Dataset entries
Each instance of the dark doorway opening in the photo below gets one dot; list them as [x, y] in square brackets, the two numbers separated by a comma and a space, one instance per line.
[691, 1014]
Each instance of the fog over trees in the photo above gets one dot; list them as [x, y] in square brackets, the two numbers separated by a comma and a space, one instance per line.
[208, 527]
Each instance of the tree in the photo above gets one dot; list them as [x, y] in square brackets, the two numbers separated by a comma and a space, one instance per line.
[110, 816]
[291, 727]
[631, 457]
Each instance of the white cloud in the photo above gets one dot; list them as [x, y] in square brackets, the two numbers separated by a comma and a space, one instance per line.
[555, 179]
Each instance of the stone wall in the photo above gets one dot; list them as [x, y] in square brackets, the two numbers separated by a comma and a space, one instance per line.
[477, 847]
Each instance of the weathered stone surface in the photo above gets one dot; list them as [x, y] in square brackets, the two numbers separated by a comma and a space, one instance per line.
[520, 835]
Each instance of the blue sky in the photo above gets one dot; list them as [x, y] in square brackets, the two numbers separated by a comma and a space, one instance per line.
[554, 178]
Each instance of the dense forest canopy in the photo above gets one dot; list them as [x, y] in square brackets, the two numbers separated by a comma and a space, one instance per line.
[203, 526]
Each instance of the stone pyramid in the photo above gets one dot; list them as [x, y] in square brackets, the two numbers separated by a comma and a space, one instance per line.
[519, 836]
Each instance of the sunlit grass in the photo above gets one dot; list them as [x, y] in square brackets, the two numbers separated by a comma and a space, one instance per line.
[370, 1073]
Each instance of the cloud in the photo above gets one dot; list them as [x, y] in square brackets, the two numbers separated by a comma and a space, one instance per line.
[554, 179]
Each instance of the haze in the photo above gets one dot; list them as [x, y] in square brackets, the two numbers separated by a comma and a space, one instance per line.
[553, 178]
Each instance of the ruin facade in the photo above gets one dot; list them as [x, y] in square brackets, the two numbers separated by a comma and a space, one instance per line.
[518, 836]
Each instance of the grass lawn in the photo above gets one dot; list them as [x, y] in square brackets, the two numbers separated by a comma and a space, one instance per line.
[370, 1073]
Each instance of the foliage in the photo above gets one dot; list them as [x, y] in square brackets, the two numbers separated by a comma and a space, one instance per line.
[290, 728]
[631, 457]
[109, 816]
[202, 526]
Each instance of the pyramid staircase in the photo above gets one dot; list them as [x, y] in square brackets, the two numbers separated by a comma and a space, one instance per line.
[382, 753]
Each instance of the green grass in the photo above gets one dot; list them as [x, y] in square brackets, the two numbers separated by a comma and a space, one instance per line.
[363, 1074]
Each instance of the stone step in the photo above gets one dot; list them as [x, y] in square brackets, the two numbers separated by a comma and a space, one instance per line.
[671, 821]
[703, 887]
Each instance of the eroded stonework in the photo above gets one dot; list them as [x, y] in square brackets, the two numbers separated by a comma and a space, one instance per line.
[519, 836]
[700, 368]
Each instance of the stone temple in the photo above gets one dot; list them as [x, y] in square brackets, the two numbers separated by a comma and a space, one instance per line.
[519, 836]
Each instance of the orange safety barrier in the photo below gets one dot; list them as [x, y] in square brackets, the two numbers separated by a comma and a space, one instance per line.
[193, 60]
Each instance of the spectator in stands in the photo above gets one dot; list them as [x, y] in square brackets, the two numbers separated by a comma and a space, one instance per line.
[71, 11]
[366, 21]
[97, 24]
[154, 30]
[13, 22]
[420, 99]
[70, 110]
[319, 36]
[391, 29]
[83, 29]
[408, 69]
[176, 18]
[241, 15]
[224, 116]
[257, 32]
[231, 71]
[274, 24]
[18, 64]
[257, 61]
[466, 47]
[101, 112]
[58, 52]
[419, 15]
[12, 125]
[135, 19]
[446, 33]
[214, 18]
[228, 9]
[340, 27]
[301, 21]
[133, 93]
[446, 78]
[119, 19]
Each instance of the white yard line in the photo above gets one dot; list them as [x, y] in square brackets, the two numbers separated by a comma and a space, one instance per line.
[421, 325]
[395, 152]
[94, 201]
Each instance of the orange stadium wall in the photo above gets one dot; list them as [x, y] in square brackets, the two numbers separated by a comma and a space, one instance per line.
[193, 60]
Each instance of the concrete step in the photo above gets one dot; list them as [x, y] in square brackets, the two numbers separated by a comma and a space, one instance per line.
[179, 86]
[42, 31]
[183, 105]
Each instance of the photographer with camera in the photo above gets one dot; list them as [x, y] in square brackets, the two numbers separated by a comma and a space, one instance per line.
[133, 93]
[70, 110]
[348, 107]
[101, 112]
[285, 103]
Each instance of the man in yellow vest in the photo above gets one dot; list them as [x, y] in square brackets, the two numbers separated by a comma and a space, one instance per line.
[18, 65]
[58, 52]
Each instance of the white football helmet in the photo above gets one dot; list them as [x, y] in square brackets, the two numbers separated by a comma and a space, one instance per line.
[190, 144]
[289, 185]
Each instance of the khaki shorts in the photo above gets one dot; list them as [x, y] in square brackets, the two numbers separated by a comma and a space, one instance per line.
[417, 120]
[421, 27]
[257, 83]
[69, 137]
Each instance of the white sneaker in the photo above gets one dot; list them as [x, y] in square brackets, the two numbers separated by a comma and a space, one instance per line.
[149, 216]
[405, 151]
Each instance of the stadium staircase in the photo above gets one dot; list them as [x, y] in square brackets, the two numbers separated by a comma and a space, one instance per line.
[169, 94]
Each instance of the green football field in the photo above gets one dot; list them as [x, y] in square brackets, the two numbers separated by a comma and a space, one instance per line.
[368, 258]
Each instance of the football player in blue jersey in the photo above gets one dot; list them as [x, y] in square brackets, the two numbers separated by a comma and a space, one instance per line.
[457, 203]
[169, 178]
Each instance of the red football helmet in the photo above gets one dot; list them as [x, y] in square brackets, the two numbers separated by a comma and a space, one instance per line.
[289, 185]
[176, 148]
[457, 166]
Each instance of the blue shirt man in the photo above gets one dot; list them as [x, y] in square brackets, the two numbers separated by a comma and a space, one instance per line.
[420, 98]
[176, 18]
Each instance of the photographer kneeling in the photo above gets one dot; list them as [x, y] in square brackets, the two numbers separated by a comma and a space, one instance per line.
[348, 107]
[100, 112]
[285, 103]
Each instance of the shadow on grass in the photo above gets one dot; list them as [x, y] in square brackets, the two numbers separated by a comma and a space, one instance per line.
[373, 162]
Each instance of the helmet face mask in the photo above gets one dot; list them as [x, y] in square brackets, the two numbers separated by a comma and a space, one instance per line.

Work order
Quote every entry exactly.

Task solution
Each instance of the dark doorway opening in the photo below gets one dot; list them as [x, y] in square brackets, the two numbers separated by a comma and a space, one instance per line.
[691, 1014]
Each instance of the fog over trees in the photo above gets one dot; list them as [x, y] in square brackets, the two numbers separated by a comma and a space, one instance per line.
[208, 527]
Each instance of the tree in the photo above gets one dot; list them as [x, y] in square brackets, the two numbers separated by a comma and a space, one instance per line.
[110, 816]
[291, 727]
[631, 457]
Each instance of the white cloud in the photo above gets one dot; list them as [x, y] in square brackets, the two numbers separated by a comma and a space, one instance per line.
[555, 179]
Each instance of the stone wall in the photo above gets one dot; list them as [x, y] in square brackets, the two numbers separated by a comma and a space, one instance per line.
[477, 847]
Each instance of the weathered stone surface in the photo above gets one dot; list them as [x, y] in square brackets, the two numbers separated by a comma and a space, one instance per line.
[520, 835]
Each instance of the blue sky in the photo above gets one dot; list them as [x, y] in square brackets, the two numbers separated by a comma and a space, one instance per line.
[554, 178]
Each instance of the dense forest canopy in the photo above gets one dot; list them as [x, y] in square brackets, the two numbers separated by a comma and a space, one instance per line.
[203, 526]
Each instance of the stone pyramid in the photo above gets one dot; list them as [x, y] in square brackets, the two numbers separated by a comma and a space, one instance per line.
[519, 836]
Each instance of the sunlit grass in the photo above gets one dot; list them as [x, y] in square brackets, the two numbers separated by a comma and a space, one instance per line.
[370, 1073]
Each instance of the cloud in the photo above gets one dot; list them as [x, y] in square brackets, the two numbers separated by a comma and a space, one instance per line.
[554, 179]
Each instance of the haze in the photo above gets one dot; list them as [x, y] in square brackets, the two numbers separated by a comma and a space, one instance per line.
[553, 178]
Each instance of the ruin facade in the photo above gets one dot; list them as [x, y] in square brackets, the two numbers separated by a comma and a space, one instance per line.
[518, 836]
Each instance of the grass lawn in the photo above gets one dot; list them as [x, y] in square brackets, the two numbers separated by a comma and a space, one instance per line.
[370, 1073]
Each instance of the foliage in the photo above gets one dot; list them as [x, y] in square brackets, the two numbers separated by a comma and a space, one instance per line.
[290, 728]
[631, 457]
[109, 816]
[202, 526]
Each instance of the pyramid staircase in the photo above gets one dot; list them as [x, y] in square brackets, the two numbers separated by a comma and a space, one instance per line.
[382, 753]
Each instance of the green grass in the photo above gets one dot; list them as [x, y] in square brackets, the two numbers separated by a comma and a space, one instance per line.
[363, 1074]
Each instance of the stone step in the photo above gets one dot; list them as [x, y] in square brackets, the two numbers separated by a comma and a space, one instance per line.
[671, 821]
[703, 887]
Each instance of the eroded stonework in the photo above gets one dot; list them as [x, y] in square brackets, the two numbers separated by a comma and a space, one instance per line.
[519, 836]
[700, 368]
Each instance of the stone temple in the photo above gets one dot; list them as [x, y] in square brackets, the two numbers separated by a comma and a space, one instance per line.
[519, 836]
Each instance of the orange safety barrier in the photo below gets one dot; list them as [x, y] in square brackets, the two numbers separated by a comma and a space, one instance per line.
[193, 60]
Each instance of the spectator in stands in the photo above gets one dot; list them as [x, y] in square brackets, the two numbers separated by a comma and a space, one instance per line.
[71, 11]
[366, 21]
[97, 24]
[154, 30]
[13, 22]
[420, 99]
[70, 110]
[319, 36]
[391, 29]
[83, 29]
[408, 69]
[176, 18]
[241, 15]
[224, 116]
[257, 32]
[231, 71]
[274, 24]
[18, 64]
[257, 61]
[466, 47]
[101, 112]
[58, 52]
[419, 15]
[12, 125]
[135, 19]
[446, 33]
[214, 18]
[228, 9]
[340, 27]
[301, 21]
[133, 93]
[446, 78]
[119, 19]
Each instance of the white yard line in the photo above gets one dot; list them as [x, y] in square brackets, the two numbers separated by a comma and a space, one instance per line.
[421, 325]
[395, 152]
[94, 201]
Each instance of the orange stadium wall in the photo above gets one dot; list them as [x, y] in square brackets, the two numbers separated by a comma and a space, one instance per line.
[193, 60]
Each instance of the concrete step in the photo above gets one dot; list them as [x, y] in square brackets, the two numbers separated by a comma and a space, one instance per line.
[179, 86]
[42, 31]
[183, 105]
Each instance of the photographer with camera in the photo above gets one dot; list them as [x, y] in square brackets, the two numbers separated by a comma and a space, one instance per line.
[133, 93]
[70, 110]
[348, 107]
[101, 112]
[285, 103]
Each instance of the man in yellow vest in the photo above gets one dot; list them as [x, y] in square brackets, the two numbers separated by a comma and a space, one instance per line.
[18, 65]
[58, 52]
Each instance of the white football helmet in the photo above gets one dot; list them as [x, y] in square brackets, the two numbers separated by a comma and a space, one instance per line.
[190, 144]
[289, 185]
Each instance of the khaki shorts in the photo above gets one dot; list them as [x, y] in square brackets, the two numbers separated by a comma and a space, one instance per line.
[417, 120]
[421, 27]
[257, 83]
[69, 137]
Each instance of the white sneaker in the photo above gets one dot; list them as [x, y] in square brackets, the two numbers separated by a comma and a space, one instance per line.
[149, 216]
[405, 151]
Each instance of the stadium staircase in the photo above gets one dot; list them as [x, y] in square brackets, the two numbers separated by a comma and a space, one instance per line.
[169, 94]
Each instance of the green football field in the photo above gets one dot; list them as [x, y] in square brackets, the two numbers separated by a comma and a space, one instance per line.
[368, 258]
Each instance of the football player in blue jersey in the photo above gets one dot; list them as [x, y] in square brackets, the two numbers separated by a comma and a space, one instance per line.
[457, 203]
[169, 178]
Each instance of the red football helmet in the photo above gets one dot; list them as [x, y] in square brackets, the two numbers separated by a comma and a space, one instance per line.
[289, 185]
[176, 148]
[457, 166]
Each instance of the blue shirt man in the photo above gets one dot; list them as [x, y] in square brackets, the two numbers separated by a comma and a space, one instance per line.
[420, 98]
[176, 18]
Each instance of the photographer kneeling in the photo above gets one dot; list them as [x, y] in square brackets, the two numbers separated by a comma and a space, one instance per line.
[348, 107]
[100, 112]
[285, 103]
Each instance of the shadow on grass in the photo above gets one dot; list them as [x, y] in square brackets, the two numbers separated by a comma and a space, one instance per line.
[373, 162]
Each instance of the helmet face mask in the photo above gets one dot; list them as [x, y] in square brackets, the two numbers separated by a comma and a space, one instance per line.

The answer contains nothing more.